### Problem requirements
In the forum post below about chi2 feature selection, what value of k does the code pass to SelectKBest?

### Passage given

I'm learning about chi2 for feature selection and came across code like this
However, my understanding of chi2 was that higher scores mean that the feature is more independent (and therefore less useful to the model) and so we would be interested in features with the lowest scores. However, using scikit learns SelectKBest, the selector returns the values with the highest chi2 scores. Is my understanding of using the chi2 test incorrect? Or does the chi2 score in sklearn produce something other than a chi2 statistic?
See code below for what I mean (mostly copied from above link except for the end)
from sklearn.datasets import load_iris
# Load iris data
iris = load_iris()
# Create features and target
X = iris.data
y = iris.target
# Convert to categorical data by converting data to integers
X = X.astype(int)
# Select two features with highest chi-squared statistics
chi2_selector = SelectKBest(chi2, k=2)
chi2_selector.fit(X, y)
# Look at scores returned from the selector for each feature
chi2_scores = pd.DataFrame(list(zip(iris.feature_names, chi2_selector.scores_, chi2_selector.pvalues_)), columns=['ftr', 'score', 'pval'])
chi2_scores
# you can see that the kbest returned from SelectKBest
#+ were the two features with the _highest_ score
kbest = np.asarray(iris.feature_names)[chi2_selector.get_support()]
kbest

(Position identification records)

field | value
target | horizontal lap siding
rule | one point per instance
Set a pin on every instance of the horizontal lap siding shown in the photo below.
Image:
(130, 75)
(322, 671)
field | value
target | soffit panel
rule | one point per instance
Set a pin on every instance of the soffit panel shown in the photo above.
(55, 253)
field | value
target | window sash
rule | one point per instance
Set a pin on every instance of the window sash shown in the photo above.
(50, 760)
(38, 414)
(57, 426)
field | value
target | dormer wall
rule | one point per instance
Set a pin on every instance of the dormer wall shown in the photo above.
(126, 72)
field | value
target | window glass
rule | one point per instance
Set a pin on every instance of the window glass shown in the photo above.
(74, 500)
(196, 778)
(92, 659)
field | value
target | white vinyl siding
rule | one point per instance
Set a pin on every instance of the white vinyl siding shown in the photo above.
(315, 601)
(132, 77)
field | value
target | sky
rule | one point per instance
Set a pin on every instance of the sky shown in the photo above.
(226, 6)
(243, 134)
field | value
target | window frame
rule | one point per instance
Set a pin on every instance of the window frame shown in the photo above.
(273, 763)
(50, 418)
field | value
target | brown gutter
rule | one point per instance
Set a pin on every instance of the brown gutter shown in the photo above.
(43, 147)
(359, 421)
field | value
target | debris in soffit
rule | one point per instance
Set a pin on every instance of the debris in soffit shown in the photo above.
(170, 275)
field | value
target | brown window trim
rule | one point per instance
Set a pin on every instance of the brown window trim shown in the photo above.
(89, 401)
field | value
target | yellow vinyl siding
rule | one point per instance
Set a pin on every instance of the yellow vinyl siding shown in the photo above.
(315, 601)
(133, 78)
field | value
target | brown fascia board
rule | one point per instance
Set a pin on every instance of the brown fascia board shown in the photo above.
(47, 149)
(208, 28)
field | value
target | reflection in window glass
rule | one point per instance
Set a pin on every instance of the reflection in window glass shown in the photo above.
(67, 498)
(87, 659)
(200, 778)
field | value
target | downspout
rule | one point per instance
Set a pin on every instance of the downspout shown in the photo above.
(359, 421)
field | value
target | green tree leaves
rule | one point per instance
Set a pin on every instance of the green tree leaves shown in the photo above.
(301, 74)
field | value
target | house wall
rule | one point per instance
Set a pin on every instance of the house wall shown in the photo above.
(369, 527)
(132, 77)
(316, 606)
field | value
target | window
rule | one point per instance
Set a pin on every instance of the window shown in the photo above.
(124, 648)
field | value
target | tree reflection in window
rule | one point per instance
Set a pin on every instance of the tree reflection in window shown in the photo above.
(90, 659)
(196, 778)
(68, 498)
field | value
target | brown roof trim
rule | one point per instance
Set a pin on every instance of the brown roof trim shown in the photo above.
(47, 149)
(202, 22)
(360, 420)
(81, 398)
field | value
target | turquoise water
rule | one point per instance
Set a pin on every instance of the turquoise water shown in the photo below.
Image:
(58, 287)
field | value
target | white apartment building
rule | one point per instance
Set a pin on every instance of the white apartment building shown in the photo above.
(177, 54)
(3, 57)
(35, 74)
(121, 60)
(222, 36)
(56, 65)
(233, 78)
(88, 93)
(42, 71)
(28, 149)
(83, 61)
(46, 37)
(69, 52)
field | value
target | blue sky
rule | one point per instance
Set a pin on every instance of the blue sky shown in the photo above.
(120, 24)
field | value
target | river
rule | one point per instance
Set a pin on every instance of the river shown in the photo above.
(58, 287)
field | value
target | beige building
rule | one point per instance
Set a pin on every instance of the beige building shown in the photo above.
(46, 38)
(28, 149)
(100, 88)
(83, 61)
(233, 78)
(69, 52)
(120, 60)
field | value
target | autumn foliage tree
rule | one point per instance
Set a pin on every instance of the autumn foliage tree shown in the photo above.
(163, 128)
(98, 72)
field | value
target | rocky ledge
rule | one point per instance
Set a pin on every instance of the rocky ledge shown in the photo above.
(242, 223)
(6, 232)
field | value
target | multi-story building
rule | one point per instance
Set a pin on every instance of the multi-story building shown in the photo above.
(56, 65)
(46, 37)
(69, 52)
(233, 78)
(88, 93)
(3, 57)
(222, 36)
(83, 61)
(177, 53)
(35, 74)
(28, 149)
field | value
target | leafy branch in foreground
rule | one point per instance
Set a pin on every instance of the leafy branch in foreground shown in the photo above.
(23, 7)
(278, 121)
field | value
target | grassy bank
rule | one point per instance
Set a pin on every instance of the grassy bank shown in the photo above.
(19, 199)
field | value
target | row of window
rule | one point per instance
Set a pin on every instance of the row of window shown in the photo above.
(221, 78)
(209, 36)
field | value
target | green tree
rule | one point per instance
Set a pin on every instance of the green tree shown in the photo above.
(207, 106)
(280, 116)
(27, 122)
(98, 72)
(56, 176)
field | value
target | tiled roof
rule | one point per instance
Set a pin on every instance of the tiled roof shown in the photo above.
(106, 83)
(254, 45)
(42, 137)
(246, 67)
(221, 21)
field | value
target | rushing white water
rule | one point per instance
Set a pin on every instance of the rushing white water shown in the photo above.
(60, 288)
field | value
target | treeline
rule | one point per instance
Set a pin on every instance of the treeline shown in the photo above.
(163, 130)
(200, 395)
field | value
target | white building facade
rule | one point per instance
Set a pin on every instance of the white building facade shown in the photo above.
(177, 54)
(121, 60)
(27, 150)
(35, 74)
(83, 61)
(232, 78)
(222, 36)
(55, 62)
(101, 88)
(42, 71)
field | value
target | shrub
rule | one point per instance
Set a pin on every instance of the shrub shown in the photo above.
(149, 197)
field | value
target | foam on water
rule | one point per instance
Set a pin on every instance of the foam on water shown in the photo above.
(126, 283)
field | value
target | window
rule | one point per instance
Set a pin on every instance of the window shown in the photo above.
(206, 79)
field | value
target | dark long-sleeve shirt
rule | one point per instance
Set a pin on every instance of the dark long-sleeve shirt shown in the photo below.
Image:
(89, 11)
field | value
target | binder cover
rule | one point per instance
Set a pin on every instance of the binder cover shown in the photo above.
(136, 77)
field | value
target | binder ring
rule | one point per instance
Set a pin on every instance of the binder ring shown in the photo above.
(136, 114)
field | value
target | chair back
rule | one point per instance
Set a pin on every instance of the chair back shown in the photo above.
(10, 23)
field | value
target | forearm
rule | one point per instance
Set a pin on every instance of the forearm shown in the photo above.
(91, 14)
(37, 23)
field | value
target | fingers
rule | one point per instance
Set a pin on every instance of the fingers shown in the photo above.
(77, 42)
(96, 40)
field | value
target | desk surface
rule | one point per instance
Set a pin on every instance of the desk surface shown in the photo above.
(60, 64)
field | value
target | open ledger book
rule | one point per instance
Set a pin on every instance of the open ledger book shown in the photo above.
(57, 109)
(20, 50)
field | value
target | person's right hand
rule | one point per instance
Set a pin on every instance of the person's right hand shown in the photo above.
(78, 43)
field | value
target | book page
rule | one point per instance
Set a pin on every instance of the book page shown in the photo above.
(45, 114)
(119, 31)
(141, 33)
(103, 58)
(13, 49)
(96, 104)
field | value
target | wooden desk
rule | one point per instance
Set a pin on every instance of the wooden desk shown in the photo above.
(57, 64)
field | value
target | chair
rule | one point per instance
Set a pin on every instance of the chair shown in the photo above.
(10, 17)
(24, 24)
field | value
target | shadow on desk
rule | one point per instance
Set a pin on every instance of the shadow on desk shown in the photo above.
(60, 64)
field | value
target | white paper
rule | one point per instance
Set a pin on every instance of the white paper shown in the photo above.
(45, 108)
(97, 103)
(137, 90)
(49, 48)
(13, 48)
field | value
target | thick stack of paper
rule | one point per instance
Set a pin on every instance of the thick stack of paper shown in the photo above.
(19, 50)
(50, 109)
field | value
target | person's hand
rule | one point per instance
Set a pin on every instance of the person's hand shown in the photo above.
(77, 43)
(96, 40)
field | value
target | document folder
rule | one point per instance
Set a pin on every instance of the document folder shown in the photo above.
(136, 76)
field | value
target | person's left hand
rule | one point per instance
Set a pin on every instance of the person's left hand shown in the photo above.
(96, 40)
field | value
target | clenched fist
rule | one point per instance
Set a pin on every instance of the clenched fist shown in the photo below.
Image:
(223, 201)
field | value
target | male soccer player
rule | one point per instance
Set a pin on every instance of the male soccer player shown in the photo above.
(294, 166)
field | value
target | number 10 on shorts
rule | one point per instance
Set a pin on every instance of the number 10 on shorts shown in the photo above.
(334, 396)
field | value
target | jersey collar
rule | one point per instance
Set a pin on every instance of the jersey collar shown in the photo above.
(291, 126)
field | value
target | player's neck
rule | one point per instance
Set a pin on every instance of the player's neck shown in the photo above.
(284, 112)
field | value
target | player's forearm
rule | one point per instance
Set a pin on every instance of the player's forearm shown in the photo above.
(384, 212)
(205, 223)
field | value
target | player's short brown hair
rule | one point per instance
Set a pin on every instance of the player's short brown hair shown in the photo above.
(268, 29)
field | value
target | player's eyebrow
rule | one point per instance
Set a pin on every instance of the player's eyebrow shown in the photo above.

### Right answer
2